[作成するもの]
以下の項目から、文字列「rough」を含む行をすべて抜き出してください。

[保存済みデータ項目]

—————

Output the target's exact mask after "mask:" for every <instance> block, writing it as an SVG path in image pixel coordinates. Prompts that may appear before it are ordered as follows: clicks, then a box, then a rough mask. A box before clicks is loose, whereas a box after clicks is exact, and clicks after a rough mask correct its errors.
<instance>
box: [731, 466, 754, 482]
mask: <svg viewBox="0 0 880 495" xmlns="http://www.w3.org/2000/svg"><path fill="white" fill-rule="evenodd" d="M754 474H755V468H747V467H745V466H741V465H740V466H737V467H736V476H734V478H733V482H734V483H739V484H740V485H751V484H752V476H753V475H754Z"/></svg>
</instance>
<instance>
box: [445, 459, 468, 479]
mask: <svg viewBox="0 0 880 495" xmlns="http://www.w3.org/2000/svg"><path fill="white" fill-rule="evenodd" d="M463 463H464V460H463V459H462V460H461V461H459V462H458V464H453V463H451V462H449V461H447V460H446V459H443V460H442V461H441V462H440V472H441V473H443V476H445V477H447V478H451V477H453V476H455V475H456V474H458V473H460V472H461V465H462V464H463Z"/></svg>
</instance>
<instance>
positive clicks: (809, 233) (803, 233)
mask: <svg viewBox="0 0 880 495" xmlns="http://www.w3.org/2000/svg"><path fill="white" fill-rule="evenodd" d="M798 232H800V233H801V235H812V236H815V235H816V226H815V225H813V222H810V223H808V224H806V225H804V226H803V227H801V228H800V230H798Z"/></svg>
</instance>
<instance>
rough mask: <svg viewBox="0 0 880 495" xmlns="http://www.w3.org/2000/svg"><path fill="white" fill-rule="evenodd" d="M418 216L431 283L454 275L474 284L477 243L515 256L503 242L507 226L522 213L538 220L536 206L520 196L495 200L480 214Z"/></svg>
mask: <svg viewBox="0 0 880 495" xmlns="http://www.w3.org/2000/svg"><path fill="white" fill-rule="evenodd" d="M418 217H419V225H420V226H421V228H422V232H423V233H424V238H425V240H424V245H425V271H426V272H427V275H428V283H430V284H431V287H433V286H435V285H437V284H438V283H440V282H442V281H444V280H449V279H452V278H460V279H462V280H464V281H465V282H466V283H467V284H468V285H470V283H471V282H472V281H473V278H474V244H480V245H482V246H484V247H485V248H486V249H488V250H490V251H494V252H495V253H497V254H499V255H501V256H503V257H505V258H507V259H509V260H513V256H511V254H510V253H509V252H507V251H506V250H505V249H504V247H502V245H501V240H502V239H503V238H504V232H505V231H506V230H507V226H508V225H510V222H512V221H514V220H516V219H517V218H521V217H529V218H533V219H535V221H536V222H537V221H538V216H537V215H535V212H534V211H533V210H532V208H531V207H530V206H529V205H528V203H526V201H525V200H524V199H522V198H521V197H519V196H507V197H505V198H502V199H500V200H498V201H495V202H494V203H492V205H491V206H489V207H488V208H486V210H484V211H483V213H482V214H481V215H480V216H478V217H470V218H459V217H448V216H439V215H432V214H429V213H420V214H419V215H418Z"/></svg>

—————

[回答]
Output the target's exact mask after "mask:" for every <instance> block, writing it as an SVG path in image pixel coordinates. Prompts that may appear before it are ordered as follows: clicks, then a box, then a rough mask. A box before clicks is loose, whereas a box after clicks is exact, and clicks after a rough mask correct its errors.
rough mask: <svg viewBox="0 0 880 495" xmlns="http://www.w3.org/2000/svg"><path fill="white" fill-rule="evenodd" d="M418 216L431 283L454 275L474 284L477 243L515 256L503 242L507 226L522 213L538 220L536 206L520 196L495 200L480 214Z"/></svg>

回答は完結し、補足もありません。